(Items from a dataset)
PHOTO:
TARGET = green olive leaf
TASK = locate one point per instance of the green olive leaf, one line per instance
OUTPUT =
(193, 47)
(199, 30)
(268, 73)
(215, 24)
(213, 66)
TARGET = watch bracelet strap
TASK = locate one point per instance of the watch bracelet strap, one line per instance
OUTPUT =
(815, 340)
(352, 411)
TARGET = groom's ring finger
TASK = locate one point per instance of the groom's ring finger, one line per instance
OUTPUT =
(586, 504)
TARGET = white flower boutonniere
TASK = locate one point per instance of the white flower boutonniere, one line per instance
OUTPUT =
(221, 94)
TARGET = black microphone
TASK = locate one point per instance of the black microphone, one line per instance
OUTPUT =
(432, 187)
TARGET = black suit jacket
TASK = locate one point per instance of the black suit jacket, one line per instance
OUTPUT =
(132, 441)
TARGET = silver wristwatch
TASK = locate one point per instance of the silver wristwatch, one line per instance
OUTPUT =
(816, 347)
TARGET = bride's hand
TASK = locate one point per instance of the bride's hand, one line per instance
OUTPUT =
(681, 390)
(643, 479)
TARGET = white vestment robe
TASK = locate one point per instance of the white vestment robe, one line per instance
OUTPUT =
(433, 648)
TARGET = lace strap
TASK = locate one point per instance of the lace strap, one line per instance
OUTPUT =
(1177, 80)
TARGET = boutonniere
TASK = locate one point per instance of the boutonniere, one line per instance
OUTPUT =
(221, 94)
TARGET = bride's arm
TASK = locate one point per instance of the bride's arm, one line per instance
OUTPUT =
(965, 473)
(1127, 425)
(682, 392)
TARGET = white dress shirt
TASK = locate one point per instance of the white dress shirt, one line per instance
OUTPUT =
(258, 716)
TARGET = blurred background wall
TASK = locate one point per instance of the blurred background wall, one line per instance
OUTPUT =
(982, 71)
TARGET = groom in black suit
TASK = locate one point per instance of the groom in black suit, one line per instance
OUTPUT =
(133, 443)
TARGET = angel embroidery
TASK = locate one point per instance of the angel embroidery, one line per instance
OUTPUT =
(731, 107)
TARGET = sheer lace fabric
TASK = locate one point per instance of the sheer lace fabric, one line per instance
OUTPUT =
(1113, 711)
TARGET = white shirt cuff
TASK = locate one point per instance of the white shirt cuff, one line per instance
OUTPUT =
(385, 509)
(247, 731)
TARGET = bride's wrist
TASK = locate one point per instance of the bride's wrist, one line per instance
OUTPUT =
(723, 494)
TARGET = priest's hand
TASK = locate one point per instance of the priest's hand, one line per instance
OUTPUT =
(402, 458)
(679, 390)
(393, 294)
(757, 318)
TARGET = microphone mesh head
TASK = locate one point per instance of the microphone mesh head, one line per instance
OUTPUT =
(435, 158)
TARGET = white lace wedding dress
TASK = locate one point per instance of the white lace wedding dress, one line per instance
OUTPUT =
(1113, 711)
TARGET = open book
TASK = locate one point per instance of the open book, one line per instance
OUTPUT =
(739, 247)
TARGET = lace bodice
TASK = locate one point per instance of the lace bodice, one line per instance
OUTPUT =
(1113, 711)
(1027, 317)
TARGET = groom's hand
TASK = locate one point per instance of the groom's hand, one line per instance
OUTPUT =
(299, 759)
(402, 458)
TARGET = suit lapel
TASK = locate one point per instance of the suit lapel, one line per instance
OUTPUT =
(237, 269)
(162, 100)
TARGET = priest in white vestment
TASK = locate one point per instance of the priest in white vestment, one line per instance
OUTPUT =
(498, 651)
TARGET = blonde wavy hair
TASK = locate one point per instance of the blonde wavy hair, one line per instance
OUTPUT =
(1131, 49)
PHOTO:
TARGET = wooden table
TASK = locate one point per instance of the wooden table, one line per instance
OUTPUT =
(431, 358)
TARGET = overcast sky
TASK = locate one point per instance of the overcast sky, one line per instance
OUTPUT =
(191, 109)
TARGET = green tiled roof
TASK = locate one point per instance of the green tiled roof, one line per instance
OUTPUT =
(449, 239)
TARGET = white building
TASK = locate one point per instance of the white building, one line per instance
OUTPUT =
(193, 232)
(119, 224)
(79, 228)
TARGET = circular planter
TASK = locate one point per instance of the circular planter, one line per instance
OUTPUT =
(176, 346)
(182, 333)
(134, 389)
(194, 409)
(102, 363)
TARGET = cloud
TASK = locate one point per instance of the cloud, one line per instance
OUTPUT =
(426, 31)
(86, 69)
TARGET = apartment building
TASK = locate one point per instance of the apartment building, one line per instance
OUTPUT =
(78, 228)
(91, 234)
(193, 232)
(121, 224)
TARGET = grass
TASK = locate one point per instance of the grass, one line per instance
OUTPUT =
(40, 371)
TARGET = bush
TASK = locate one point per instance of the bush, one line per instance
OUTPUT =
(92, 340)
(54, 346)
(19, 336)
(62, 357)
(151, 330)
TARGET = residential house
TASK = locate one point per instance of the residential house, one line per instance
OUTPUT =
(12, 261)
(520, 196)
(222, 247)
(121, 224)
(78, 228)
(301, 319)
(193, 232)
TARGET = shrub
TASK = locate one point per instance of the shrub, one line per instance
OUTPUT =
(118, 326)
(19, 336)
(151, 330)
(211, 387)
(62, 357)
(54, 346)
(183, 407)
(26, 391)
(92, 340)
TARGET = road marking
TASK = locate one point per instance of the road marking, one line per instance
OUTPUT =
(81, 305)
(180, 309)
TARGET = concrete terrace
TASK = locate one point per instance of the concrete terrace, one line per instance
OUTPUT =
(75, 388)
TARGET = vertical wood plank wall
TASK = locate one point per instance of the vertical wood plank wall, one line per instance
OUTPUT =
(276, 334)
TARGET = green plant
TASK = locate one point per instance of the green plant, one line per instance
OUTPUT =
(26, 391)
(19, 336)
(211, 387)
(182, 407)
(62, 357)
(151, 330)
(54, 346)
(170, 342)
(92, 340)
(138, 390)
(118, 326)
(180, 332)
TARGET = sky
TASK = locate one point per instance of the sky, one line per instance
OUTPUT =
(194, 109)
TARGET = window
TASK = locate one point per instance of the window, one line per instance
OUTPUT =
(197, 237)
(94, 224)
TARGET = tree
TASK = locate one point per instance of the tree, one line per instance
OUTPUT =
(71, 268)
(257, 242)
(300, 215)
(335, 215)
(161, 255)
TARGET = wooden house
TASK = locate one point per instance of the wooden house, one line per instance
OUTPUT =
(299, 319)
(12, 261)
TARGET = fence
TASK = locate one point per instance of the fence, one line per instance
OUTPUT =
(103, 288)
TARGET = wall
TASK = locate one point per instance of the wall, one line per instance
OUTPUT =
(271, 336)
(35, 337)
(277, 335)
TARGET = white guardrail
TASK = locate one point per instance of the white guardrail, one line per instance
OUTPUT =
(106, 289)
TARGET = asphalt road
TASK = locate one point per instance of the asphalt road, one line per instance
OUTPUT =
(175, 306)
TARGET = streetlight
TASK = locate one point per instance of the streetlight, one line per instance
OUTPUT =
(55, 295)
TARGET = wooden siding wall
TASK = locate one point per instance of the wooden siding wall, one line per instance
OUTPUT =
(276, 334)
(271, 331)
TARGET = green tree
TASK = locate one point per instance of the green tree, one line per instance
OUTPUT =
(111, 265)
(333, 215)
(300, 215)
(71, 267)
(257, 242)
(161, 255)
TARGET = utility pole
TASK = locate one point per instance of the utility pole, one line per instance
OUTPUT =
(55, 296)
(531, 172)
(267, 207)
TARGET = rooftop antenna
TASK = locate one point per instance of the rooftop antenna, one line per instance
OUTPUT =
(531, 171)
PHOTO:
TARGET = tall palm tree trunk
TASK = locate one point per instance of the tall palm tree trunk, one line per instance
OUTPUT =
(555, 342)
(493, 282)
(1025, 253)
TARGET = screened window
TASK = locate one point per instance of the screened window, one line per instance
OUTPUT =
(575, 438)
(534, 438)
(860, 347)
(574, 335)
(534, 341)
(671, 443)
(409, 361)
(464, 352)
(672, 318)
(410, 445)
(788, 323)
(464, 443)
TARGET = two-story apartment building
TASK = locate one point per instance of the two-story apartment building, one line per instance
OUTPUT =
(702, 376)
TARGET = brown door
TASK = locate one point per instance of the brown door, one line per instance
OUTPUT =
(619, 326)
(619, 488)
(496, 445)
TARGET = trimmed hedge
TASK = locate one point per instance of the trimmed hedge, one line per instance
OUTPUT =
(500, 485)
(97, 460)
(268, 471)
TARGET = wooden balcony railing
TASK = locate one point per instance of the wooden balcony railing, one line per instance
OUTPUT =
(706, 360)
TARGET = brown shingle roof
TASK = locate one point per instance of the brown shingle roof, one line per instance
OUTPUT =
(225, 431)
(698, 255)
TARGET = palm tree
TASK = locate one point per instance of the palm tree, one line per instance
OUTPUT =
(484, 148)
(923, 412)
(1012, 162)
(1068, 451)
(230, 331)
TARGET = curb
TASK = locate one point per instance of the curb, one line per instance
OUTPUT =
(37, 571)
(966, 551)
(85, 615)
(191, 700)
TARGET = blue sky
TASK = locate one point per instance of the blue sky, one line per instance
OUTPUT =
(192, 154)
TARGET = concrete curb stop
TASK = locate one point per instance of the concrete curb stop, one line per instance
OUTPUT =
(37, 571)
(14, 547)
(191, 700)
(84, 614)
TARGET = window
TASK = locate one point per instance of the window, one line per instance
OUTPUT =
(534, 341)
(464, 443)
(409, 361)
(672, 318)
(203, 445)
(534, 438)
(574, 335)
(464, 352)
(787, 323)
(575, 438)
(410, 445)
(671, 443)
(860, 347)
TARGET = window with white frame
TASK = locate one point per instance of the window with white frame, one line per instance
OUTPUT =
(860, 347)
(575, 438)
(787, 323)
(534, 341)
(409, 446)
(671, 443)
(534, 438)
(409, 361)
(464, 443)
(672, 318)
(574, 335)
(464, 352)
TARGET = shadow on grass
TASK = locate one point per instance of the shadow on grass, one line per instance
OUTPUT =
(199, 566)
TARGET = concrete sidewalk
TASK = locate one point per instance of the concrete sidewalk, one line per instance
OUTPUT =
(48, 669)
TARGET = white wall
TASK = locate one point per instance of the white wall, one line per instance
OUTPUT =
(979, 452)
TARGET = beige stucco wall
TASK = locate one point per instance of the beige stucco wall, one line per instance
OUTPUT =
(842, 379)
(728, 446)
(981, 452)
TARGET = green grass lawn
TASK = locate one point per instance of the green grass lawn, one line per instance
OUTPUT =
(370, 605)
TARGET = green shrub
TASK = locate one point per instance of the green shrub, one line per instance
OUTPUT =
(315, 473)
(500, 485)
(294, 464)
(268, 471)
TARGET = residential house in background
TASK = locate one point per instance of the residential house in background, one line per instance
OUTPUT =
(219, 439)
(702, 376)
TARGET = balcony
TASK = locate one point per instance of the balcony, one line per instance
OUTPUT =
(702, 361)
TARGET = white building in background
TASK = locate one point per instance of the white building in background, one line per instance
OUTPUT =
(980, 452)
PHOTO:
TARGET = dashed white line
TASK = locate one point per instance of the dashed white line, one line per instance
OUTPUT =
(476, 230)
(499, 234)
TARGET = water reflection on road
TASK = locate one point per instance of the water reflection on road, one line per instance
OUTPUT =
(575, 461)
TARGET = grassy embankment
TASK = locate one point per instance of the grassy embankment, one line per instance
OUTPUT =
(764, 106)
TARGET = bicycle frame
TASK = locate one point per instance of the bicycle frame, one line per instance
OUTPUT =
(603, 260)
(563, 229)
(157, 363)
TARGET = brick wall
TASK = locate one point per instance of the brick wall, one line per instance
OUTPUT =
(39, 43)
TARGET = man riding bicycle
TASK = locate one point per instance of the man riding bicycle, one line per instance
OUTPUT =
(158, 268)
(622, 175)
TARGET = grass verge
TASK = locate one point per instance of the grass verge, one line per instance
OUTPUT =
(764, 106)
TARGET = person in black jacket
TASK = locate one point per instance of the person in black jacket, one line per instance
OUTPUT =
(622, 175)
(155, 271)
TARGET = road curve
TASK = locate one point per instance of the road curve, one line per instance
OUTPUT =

Exercise description: Reproduce, word for word, every line starting at the line that contains "TARGET = balcony" and ending with the final line of the entries.

Output of the task:
TARGET = balcony
TASK = locate one point per instance of the balcony, one line per instance
OUTPUT =
(702, 361)
TARGET = white building in background
TASK = locate one point per instance of the white building in background, one line per instance
OUTPUT =
(980, 452)
PHOTO:
TARGET = dashed white line
TASK = locate one point per instance of the dashed white line, one line per instance
OUTPUT =
(476, 230)
(499, 234)
TARGET = water reflection on road
TASK = locate one point per instance of the water reflection on road, one line per instance
OUTPUT =
(575, 461)
TARGET = grassy embankment
TASK = locate one point per instance of the grassy embankment, one line per instance
OUTPUT =
(764, 106)
TARGET = bicycle frame
TASK = locate one point per instance of the bicycle frame, one line per instance
OUTPUT =
(603, 260)
(563, 229)
(157, 363)
TARGET = brick wall
TASK = locate one point per instance of the brick wall, one line per instance
OUTPUT =
(39, 43)
TARGET = man riding bicycle
TASK = locate one point per instance of the man riding bicycle, one line per instance
OUTPUT =
(158, 268)
(622, 175)
TARGET = grass verge
TASK = locate one point per instance of the grass verge, one line per instance
OUTPUT =
(764, 106)
TARGET = person in black jacket
TASK = locate one point per instance of the person in black jacket, one line per instance
OUTPUT =
(622, 175)
(155, 271)
TARGET = road curve
TASK = locate one point per instance of the road curve, one line per instance
OUTPUT =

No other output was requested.